Your objective: In the listing that follows, tally the lines containing "high"; give the count and nothing more.

Data records:
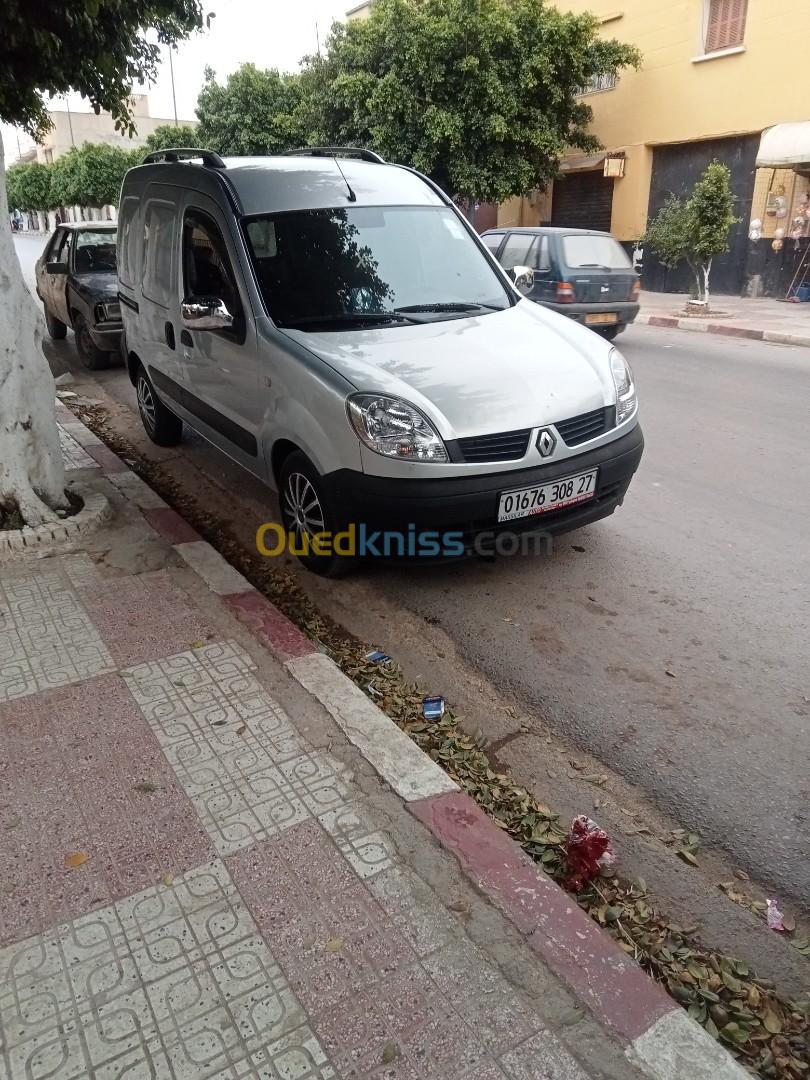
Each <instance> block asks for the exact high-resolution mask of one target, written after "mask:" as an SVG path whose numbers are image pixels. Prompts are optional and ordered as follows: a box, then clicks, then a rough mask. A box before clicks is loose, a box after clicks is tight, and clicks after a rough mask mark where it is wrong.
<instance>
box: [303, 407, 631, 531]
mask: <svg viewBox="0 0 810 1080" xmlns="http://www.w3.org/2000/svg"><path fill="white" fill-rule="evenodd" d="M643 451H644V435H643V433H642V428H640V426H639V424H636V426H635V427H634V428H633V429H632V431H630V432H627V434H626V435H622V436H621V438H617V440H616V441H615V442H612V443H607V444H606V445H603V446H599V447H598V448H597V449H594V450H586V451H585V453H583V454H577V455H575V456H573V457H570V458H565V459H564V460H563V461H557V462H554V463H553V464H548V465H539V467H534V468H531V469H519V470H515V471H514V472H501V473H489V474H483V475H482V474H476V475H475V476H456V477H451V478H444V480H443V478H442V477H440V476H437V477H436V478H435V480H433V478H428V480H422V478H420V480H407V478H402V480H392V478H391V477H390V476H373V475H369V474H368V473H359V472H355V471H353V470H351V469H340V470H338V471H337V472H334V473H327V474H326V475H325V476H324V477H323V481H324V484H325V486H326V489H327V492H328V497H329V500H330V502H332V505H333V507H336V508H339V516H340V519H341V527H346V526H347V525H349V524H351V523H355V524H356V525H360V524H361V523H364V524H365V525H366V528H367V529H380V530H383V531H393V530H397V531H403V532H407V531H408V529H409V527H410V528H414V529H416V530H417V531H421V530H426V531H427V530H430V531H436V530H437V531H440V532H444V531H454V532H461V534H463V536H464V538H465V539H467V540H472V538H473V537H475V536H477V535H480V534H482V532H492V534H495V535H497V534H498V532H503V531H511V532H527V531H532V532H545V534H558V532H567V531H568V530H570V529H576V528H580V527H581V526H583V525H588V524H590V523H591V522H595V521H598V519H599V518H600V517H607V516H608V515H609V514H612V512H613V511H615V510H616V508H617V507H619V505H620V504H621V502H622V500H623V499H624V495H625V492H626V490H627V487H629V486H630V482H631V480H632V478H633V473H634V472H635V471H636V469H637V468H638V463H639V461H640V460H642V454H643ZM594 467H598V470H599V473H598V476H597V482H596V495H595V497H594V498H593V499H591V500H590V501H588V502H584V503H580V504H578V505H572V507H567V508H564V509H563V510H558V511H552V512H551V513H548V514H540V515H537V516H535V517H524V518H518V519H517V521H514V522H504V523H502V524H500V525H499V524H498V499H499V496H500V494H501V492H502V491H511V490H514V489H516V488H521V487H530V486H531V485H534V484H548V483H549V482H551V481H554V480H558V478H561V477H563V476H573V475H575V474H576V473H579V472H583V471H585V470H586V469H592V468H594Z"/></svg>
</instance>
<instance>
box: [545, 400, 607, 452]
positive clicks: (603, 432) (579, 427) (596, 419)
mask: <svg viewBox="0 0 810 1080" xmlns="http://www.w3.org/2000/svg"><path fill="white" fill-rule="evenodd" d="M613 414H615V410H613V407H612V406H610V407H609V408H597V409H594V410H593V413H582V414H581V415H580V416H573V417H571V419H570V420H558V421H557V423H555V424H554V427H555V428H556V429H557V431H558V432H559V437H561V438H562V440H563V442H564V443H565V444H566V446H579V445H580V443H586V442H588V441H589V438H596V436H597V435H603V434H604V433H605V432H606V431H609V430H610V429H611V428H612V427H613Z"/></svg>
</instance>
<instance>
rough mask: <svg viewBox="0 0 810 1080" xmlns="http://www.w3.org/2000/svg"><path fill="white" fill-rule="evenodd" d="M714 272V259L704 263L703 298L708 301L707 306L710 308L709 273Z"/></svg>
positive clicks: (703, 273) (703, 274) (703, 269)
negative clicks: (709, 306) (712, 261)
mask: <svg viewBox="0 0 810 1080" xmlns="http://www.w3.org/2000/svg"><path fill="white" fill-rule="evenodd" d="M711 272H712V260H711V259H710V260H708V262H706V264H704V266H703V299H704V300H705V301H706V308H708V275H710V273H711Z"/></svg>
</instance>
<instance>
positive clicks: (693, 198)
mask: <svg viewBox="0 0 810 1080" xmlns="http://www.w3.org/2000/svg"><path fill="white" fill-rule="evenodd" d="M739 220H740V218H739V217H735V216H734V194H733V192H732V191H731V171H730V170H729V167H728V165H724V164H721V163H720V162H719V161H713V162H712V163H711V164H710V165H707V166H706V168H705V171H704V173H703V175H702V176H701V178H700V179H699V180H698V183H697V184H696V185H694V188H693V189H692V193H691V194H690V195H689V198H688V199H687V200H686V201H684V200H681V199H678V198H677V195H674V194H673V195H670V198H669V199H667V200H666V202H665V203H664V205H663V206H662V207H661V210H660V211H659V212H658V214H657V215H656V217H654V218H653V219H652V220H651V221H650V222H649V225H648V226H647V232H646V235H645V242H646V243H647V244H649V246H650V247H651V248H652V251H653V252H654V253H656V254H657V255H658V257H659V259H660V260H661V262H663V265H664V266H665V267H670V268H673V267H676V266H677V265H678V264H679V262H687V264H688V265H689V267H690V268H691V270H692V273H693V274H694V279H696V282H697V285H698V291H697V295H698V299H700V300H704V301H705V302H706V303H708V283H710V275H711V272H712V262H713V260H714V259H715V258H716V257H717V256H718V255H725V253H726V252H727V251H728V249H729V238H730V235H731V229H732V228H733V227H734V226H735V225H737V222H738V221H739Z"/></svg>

---

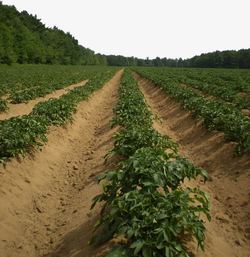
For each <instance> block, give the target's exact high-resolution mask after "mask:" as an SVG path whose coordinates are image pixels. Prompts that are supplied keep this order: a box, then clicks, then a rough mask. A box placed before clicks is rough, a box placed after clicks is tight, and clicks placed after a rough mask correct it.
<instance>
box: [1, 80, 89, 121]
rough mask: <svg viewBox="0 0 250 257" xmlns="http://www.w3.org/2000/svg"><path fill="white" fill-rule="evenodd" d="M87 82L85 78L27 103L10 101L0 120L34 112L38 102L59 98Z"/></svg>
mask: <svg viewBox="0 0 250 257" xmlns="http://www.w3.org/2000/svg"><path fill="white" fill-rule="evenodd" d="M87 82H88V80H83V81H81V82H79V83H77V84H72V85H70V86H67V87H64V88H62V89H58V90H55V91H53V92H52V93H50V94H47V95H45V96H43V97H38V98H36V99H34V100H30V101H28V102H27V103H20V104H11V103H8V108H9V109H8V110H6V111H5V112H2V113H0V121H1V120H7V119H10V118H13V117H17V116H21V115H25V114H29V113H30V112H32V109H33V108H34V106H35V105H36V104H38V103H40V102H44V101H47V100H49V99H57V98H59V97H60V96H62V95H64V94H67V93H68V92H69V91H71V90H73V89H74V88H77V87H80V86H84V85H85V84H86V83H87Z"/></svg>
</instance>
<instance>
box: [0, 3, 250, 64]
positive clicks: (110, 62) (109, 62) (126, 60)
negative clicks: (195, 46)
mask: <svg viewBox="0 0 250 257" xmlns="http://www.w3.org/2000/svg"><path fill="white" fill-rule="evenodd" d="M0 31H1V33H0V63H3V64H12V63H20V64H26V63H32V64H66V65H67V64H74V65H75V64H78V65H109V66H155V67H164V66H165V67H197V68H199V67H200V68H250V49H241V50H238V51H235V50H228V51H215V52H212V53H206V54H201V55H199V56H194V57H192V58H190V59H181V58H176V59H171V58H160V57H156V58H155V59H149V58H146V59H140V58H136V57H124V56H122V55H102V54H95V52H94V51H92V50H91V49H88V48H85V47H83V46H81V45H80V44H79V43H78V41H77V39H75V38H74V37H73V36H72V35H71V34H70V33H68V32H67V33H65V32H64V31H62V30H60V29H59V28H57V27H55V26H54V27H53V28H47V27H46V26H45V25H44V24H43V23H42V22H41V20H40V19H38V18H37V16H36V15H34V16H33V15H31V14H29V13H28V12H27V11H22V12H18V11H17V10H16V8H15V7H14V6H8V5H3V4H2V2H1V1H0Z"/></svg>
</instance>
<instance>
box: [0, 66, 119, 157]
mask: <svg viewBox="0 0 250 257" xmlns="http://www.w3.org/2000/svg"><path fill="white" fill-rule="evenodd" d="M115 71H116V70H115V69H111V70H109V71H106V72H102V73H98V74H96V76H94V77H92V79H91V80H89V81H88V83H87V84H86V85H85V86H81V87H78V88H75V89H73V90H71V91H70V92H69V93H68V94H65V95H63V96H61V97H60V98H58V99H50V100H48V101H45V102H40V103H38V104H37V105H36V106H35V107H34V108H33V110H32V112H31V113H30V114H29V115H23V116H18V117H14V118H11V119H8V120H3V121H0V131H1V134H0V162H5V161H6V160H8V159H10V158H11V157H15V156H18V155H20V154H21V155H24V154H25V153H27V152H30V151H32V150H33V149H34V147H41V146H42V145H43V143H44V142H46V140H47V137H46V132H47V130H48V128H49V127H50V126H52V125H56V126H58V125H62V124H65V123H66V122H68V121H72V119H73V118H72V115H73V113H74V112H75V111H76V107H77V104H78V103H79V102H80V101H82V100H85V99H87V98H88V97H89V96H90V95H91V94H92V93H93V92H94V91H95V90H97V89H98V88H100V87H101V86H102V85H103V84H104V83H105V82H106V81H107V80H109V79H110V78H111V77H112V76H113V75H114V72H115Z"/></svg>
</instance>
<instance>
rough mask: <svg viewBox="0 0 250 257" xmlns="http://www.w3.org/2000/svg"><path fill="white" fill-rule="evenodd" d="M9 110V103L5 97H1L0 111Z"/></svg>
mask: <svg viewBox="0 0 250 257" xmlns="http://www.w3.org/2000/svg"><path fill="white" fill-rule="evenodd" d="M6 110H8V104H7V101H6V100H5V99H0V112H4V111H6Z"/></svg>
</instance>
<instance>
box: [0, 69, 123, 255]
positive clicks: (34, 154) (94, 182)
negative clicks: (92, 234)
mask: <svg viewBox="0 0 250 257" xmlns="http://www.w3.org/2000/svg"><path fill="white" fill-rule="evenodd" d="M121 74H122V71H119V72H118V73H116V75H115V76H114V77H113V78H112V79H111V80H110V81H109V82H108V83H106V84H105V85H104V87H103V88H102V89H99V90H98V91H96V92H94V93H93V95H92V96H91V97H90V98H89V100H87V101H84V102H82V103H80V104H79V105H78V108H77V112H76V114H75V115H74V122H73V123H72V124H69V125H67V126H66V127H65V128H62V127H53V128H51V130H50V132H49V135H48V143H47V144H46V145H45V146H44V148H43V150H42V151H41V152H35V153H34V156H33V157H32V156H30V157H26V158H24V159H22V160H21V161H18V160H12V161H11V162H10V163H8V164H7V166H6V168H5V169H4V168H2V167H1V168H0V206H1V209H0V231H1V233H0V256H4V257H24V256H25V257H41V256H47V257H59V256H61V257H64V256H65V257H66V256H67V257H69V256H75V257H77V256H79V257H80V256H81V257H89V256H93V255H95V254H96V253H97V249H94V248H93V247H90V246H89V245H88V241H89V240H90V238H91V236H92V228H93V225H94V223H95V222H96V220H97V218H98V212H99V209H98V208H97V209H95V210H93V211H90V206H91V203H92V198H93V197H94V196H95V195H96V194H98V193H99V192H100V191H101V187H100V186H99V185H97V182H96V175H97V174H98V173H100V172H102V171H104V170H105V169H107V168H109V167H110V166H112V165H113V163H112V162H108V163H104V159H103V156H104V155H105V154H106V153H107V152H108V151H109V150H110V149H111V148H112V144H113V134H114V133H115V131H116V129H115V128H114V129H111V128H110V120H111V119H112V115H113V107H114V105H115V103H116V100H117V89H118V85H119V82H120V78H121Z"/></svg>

==

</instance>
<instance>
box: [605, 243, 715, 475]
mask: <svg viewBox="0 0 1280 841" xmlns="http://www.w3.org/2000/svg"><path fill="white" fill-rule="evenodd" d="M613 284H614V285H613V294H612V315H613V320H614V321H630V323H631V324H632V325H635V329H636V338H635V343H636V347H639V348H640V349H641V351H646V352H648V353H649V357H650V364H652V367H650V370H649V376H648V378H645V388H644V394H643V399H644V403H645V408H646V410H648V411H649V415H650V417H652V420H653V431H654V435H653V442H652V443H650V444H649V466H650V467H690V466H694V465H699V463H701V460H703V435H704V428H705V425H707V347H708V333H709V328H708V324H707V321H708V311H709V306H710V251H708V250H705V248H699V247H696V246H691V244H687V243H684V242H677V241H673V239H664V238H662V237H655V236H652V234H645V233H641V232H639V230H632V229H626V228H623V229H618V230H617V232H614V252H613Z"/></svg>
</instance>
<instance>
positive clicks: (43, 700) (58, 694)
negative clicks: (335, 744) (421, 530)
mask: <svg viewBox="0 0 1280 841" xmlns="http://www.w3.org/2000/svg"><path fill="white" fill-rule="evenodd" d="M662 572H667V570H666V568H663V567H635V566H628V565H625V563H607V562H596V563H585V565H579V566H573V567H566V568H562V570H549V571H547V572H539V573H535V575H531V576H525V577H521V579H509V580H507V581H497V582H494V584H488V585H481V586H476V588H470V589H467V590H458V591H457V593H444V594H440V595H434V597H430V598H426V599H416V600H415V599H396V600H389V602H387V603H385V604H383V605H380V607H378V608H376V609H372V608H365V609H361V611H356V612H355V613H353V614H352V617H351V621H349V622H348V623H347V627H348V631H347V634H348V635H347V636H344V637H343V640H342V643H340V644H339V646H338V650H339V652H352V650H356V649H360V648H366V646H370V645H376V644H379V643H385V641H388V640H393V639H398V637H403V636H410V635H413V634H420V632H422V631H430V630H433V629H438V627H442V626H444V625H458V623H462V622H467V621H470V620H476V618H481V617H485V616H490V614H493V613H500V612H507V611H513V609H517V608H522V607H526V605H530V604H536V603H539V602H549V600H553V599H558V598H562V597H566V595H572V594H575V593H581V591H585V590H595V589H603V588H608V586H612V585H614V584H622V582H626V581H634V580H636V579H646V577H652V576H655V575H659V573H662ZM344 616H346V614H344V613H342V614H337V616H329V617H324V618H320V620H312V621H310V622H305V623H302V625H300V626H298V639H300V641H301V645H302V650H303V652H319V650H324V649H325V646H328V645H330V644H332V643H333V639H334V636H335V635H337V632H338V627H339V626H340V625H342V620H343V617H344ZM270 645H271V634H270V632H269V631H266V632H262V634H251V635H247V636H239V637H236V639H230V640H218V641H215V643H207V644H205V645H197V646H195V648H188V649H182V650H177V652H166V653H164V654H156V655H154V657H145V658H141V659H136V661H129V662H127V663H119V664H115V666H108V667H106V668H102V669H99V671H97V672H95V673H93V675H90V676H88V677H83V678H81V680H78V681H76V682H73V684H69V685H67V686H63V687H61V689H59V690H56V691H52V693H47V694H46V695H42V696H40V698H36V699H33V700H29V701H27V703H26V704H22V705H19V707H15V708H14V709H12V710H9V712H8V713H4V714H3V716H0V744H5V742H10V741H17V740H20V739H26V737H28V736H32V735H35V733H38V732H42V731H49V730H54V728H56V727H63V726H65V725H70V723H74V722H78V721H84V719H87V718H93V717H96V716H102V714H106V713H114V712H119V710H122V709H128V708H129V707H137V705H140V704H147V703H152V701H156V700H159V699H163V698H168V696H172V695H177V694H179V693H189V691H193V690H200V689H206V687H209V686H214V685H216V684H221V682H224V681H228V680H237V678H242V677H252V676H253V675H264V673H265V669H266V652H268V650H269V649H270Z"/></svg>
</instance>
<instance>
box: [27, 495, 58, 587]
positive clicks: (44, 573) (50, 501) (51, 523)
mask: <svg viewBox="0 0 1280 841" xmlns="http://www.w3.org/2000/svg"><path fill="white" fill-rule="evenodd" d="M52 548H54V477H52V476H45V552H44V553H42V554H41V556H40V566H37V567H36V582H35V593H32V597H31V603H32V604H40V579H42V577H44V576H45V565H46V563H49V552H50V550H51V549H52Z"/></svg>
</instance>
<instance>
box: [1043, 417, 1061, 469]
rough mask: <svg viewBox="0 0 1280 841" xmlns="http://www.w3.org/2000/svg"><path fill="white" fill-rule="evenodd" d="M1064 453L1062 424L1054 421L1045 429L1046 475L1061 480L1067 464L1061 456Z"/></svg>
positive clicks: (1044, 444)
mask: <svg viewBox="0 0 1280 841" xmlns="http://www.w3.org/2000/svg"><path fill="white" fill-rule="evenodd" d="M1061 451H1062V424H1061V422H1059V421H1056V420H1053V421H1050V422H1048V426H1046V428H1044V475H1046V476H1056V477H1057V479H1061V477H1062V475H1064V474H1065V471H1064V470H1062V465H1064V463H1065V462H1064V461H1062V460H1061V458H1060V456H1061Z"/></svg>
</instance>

Answer: 2